### Work to be completed
Take the line containing "phrase -- café marimain sign" and every line after it to the end of the material below; reproduce them exactly, without pictures.

##### Records shown

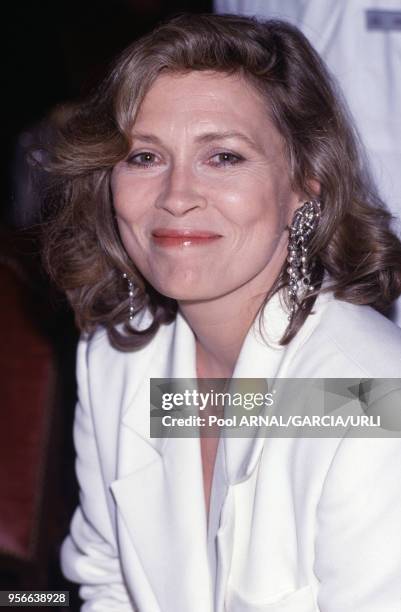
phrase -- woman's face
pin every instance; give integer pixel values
(203, 199)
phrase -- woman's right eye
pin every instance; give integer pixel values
(143, 159)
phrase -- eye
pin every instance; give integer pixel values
(225, 158)
(144, 159)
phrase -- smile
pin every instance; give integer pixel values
(183, 238)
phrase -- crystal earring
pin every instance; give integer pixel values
(130, 296)
(301, 230)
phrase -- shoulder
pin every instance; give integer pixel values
(349, 340)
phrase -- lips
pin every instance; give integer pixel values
(168, 237)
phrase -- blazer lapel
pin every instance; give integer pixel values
(160, 489)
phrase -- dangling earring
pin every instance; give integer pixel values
(301, 231)
(130, 296)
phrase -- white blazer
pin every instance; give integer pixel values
(296, 525)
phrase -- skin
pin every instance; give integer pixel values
(236, 186)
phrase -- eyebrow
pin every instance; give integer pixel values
(204, 138)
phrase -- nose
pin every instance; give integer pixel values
(181, 192)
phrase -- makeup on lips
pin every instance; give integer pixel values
(183, 238)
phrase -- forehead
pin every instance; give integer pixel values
(200, 96)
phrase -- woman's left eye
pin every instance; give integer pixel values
(144, 159)
(225, 159)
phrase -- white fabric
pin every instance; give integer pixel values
(304, 525)
(366, 64)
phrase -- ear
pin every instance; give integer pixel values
(314, 187)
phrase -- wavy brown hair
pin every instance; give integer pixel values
(83, 251)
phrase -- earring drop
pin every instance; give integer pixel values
(300, 266)
(130, 296)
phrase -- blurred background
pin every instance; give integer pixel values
(56, 52)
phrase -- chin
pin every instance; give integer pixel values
(188, 291)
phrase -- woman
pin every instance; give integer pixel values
(216, 222)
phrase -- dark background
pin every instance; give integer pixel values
(56, 51)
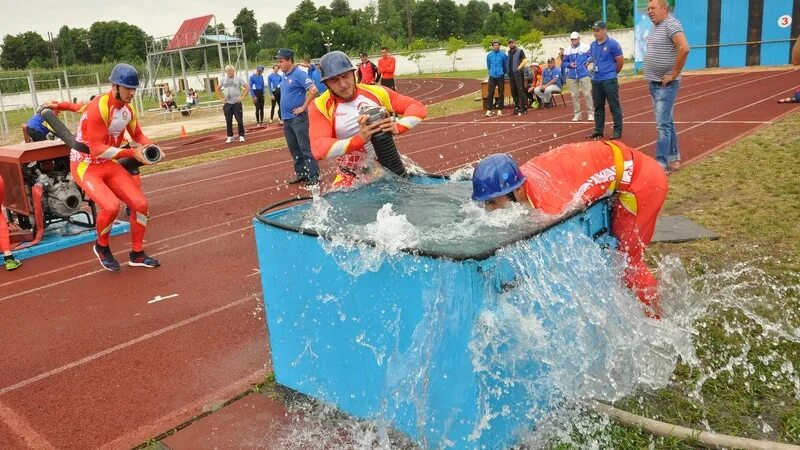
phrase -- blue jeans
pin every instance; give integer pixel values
(667, 149)
(296, 132)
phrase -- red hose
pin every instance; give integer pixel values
(37, 191)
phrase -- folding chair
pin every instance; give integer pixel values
(553, 100)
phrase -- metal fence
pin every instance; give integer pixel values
(56, 86)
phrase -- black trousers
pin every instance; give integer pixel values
(517, 81)
(499, 83)
(276, 100)
(230, 110)
(602, 91)
(35, 134)
(259, 95)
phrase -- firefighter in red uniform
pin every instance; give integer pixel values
(94, 166)
(576, 175)
(9, 260)
(338, 130)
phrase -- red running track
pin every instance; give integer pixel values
(428, 91)
(94, 359)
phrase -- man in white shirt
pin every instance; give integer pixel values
(578, 79)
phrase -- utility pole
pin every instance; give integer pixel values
(53, 51)
(408, 21)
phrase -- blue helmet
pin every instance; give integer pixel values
(496, 175)
(124, 75)
(333, 64)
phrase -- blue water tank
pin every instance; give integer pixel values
(393, 344)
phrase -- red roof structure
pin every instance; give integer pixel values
(189, 33)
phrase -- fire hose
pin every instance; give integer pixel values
(152, 153)
(383, 142)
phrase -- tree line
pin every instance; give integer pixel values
(311, 30)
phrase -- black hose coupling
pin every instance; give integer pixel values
(383, 142)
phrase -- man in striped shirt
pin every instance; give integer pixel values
(667, 50)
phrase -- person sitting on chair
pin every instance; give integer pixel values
(793, 99)
(167, 101)
(191, 98)
(551, 83)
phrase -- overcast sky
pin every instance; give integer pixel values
(156, 17)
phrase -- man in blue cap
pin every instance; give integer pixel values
(497, 64)
(257, 93)
(297, 93)
(606, 57)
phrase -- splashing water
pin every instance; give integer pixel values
(561, 328)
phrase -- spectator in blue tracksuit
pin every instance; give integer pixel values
(607, 59)
(497, 63)
(274, 87)
(257, 93)
(297, 92)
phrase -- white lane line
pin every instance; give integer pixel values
(95, 272)
(124, 345)
(159, 298)
(161, 242)
(643, 122)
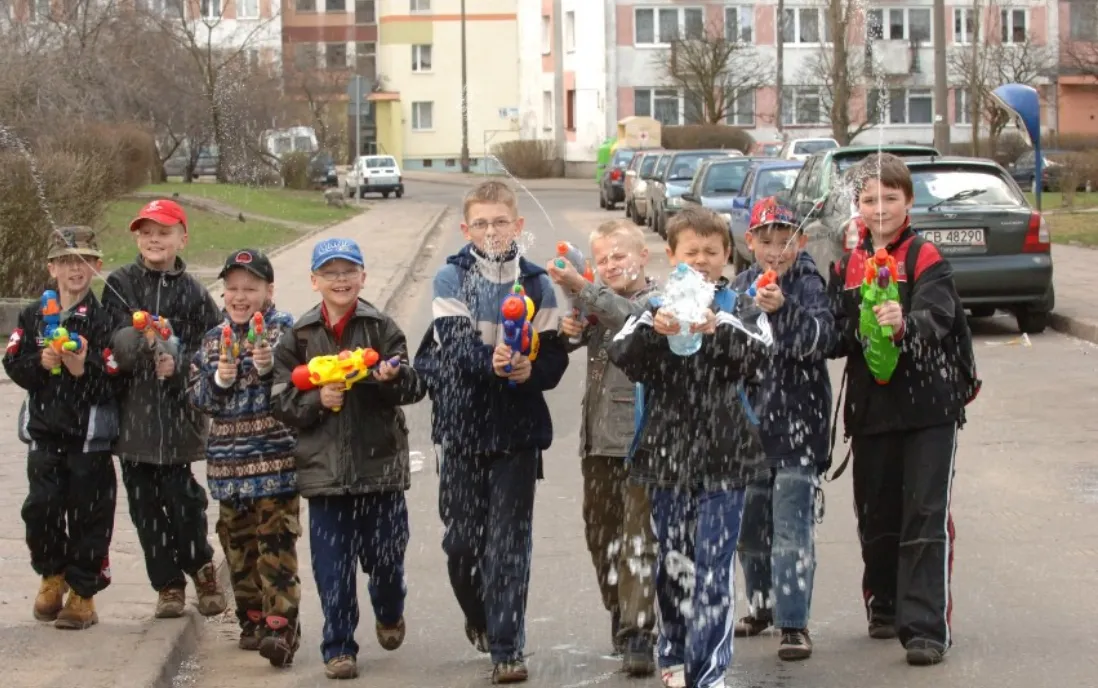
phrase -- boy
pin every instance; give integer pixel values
(904, 431)
(792, 401)
(492, 421)
(696, 450)
(351, 454)
(69, 420)
(160, 432)
(249, 459)
(615, 511)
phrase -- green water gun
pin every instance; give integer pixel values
(877, 288)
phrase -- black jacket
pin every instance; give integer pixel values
(926, 390)
(158, 423)
(63, 410)
(696, 429)
(363, 448)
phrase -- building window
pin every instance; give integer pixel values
(900, 106)
(423, 116)
(660, 26)
(665, 105)
(1015, 26)
(741, 109)
(739, 22)
(806, 25)
(366, 60)
(421, 58)
(802, 104)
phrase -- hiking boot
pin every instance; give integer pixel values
(478, 639)
(170, 602)
(749, 627)
(280, 642)
(513, 672)
(638, 657)
(340, 667)
(923, 652)
(211, 597)
(51, 598)
(795, 644)
(390, 636)
(78, 613)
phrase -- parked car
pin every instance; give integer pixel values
(664, 192)
(765, 178)
(612, 183)
(374, 175)
(642, 164)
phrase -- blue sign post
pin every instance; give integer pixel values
(1024, 103)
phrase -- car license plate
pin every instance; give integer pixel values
(954, 237)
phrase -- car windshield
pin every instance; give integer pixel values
(975, 187)
(725, 178)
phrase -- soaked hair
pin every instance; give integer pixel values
(619, 227)
(491, 192)
(701, 221)
(888, 169)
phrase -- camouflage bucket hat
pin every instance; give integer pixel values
(74, 241)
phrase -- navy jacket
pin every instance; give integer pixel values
(792, 395)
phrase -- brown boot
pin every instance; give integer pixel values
(51, 598)
(170, 604)
(211, 597)
(79, 613)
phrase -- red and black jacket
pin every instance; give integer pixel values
(926, 388)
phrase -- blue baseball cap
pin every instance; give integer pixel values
(336, 249)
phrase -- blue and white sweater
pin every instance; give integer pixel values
(249, 454)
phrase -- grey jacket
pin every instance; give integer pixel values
(608, 396)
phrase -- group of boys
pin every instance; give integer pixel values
(674, 449)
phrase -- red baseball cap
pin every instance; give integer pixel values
(161, 212)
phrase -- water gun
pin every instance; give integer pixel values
(878, 286)
(764, 280)
(518, 333)
(346, 368)
(567, 251)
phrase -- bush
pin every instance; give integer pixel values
(695, 136)
(526, 159)
(46, 191)
(295, 170)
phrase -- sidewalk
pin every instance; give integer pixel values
(127, 649)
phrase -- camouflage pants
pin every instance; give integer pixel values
(259, 538)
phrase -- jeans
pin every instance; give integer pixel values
(777, 545)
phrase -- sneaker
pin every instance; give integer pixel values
(795, 644)
(170, 602)
(478, 639)
(390, 636)
(923, 652)
(211, 597)
(51, 598)
(513, 672)
(638, 657)
(340, 667)
(280, 642)
(78, 613)
(749, 627)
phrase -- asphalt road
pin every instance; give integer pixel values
(1026, 505)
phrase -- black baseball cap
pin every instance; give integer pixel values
(251, 260)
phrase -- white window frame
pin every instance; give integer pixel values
(796, 25)
(418, 64)
(657, 10)
(417, 115)
(741, 12)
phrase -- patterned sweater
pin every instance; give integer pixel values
(248, 453)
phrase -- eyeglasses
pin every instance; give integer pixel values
(499, 224)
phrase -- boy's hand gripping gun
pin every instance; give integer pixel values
(518, 333)
(878, 286)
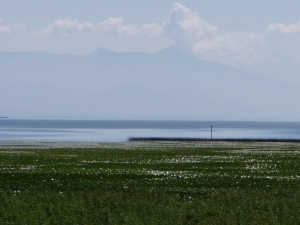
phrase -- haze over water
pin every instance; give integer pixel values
(121, 130)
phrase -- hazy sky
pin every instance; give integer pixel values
(233, 32)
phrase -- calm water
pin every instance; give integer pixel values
(121, 130)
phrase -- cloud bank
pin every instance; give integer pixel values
(185, 28)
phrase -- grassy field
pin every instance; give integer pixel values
(151, 183)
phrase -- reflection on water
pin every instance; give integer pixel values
(121, 130)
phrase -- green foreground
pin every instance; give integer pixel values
(151, 183)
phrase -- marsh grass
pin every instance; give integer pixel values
(152, 183)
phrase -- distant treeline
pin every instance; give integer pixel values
(213, 139)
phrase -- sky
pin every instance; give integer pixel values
(231, 32)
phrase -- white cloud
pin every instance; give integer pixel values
(186, 26)
(279, 42)
(189, 31)
(111, 25)
(67, 26)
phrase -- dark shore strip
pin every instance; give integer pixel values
(209, 139)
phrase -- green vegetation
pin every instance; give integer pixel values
(152, 183)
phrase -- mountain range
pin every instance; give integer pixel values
(169, 84)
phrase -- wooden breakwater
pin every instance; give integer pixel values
(214, 139)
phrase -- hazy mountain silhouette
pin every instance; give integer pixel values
(167, 85)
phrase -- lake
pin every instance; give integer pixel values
(121, 130)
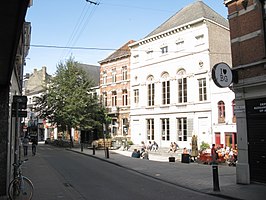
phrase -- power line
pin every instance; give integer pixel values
(105, 49)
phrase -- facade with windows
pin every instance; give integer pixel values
(173, 95)
(115, 90)
(248, 44)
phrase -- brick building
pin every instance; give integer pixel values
(115, 88)
(247, 30)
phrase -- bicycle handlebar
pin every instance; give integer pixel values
(20, 162)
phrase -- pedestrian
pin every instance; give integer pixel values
(34, 146)
(155, 146)
(149, 146)
(144, 154)
(135, 154)
(25, 143)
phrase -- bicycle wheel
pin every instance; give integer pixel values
(20, 188)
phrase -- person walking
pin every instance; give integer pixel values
(25, 143)
(34, 145)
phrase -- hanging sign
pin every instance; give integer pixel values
(222, 75)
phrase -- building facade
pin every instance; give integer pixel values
(247, 27)
(115, 90)
(34, 85)
(173, 96)
(14, 39)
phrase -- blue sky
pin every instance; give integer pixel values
(108, 25)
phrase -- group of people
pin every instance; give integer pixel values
(173, 147)
(143, 154)
(26, 143)
(227, 153)
(151, 146)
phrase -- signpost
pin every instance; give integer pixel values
(222, 75)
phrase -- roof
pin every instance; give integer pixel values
(12, 14)
(192, 12)
(122, 52)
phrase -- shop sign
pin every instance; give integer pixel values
(222, 75)
(256, 106)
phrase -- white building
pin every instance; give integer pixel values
(173, 96)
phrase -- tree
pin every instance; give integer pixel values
(70, 101)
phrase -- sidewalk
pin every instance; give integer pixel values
(192, 176)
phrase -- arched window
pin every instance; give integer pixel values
(165, 88)
(150, 90)
(221, 112)
(233, 110)
(182, 86)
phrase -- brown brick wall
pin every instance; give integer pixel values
(4, 94)
(251, 47)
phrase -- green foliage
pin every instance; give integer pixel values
(70, 100)
(204, 146)
(129, 142)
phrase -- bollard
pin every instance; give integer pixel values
(93, 149)
(215, 177)
(81, 146)
(107, 152)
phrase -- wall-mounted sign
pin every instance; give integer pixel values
(256, 106)
(222, 75)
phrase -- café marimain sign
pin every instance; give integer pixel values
(222, 75)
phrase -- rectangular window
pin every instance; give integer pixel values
(166, 92)
(124, 73)
(202, 89)
(182, 90)
(149, 54)
(136, 96)
(164, 49)
(124, 96)
(199, 39)
(182, 129)
(151, 94)
(165, 128)
(104, 78)
(113, 76)
(104, 99)
(114, 98)
(150, 129)
(135, 58)
(180, 45)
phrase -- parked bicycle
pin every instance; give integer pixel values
(20, 187)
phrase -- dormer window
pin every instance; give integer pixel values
(199, 39)
(149, 54)
(180, 45)
(164, 49)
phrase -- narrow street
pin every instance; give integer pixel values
(60, 174)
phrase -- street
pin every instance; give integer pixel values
(60, 174)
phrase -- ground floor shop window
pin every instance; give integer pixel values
(165, 129)
(182, 129)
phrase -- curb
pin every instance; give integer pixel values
(217, 194)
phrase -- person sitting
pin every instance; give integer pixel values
(149, 146)
(185, 151)
(144, 154)
(175, 147)
(155, 146)
(135, 154)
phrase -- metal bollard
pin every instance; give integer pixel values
(81, 146)
(93, 149)
(215, 177)
(107, 152)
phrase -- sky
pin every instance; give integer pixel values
(89, 32)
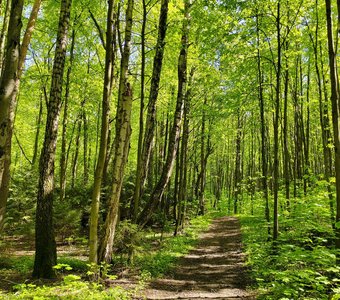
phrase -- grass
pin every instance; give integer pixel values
(302, 263)
(150, 262)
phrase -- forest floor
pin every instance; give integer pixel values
(215, 269)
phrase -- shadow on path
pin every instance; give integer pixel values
(213, 270)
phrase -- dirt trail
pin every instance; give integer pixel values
(213, 270)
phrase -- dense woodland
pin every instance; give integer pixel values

##########

### Answer for the task
phrase -- café marimain sign
pin every instance; give integer pixel values
(222, 75)
phrase -- rectangular window
pin every instance; give integer pixel values
(166, 92)
(124, 73)
(202, 89)
(182, 90)
(149, 54)
(136, 96)
(164, 49)
(124, 96)
(199, 39)
(182, 129)
(151, 94)
(165, 128)
(104, 78)
(113, 76)
(104, 99)
(114, 98)
(150, 129)
(135, 58)
(180, 45)
phrase -- parked bicycle
pin every instance; give integer pixel values
(20, 187)
phrase -- dormer window
pin every instance; give integer pixel values
(199, 39)
(149, 54)
(180, 45)
(164, 49)
phrase -- narrow street
pin every instance; give integer pixel values
(60, 174)
phrase -- street
pin every instance; give integer pixel values
(60, 174)
phrase -- ground floor shop window
pin every instance; give integer pixel values
(165, 129)
(182, 129)
phrase -- curb
pin every instance; give integer pixel values
(217, 194)
phrase -- person sitting
pin every instance; give integer pixel values
(149, 146)
(185, 151)
(144, 154)
(175, 147)
(155, 146)
(135, 154)
phrase -- metal bollard
pin every instance; give integer pixel values
(81, 146)
(93, 149)
(215, 177)
(107, 152)
phrase -- sky
pin every instance; give integer pixel values
(89, 32)
phrase -- grass
pin every instance; give integer pixel values
(302, 263)
(150, 262)
phrase -- forest floor
pin every instance; give integer pixel values
(215, 269)
phrase -- shadow on path
pin every instance; give integer pixel values
(213, 270)
phrase -- dirt trail
pin every instance; give integer pixel values
(213, 270)
phrase -- dense woodland
pin every instance; give integer pixel values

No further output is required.